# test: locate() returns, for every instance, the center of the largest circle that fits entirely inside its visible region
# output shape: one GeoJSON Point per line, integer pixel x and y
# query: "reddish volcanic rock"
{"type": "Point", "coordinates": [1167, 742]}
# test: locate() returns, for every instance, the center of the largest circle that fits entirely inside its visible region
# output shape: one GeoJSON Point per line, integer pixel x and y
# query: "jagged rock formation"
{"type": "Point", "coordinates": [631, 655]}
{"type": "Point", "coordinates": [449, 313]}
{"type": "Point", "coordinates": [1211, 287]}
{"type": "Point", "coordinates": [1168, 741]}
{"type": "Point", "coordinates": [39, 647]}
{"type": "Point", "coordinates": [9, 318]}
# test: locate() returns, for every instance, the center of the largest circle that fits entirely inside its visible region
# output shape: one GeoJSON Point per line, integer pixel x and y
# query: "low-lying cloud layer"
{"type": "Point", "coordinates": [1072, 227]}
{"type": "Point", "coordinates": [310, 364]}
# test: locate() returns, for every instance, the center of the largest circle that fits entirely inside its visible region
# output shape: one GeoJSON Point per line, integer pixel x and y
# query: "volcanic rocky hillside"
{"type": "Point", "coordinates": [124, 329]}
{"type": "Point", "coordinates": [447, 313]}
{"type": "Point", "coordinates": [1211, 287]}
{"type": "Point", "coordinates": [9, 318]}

[Your objective]:
Reproduce every entry above line for line, changing nothing.

[Output for this task]:
# test: locate() returns, for every instance, the center of the largest circle that fits entirely inside its visible region
# output shape: one GeoJSON Point per line, integer pixel x and y
# query: "reddish volcanic rock"
{"type": "Point", "coordinates": [1167, 742]}
# test: locate() returns, for every instance, the center of the largest circle that fits entirely inside its visible region
# output shape: one GeoJSON Point per line, integer pixel x and y
# query: "jagged rock formation"
{"type": "Point", "coordinates": [631, 655]}
{"type": "Point", "coordinates": [449, 313]}
{"type": "Point", "coordinates": [1211, 287]}
{"type": "Point", "coordinates": [1168, 741]}
{"type": "Point", "coordinates": [39, 647]}
{"type": "Point", "coordinates": [9, 318]}
# test: locate() returns, for every instance, the center of the largest circle that fits entirely inside its visible region
# output shape: one GeoJSON Point per line, integer pixel x and y
# query: "low-lying cloud layer"
{"type": "Point", "coordinates": [1072, 227]}
{"type": "Point", "coordinates": [310, 364]}
# test: locate() returns, for every instance, the center of the largest circle that fits entirely inside its visible region
# output shape: one GeoJSON Point per line, integer pixel x and y
# query: "volcanic rocky hillside"
{"type": "Point", "coordinates": [124, 329]}
{"type": "Point", "coordinates": [447, 313]}
{"type": "Point", "coordinates": [1211, 287]}
{"type": "Point", "coordinates": [9, 318]}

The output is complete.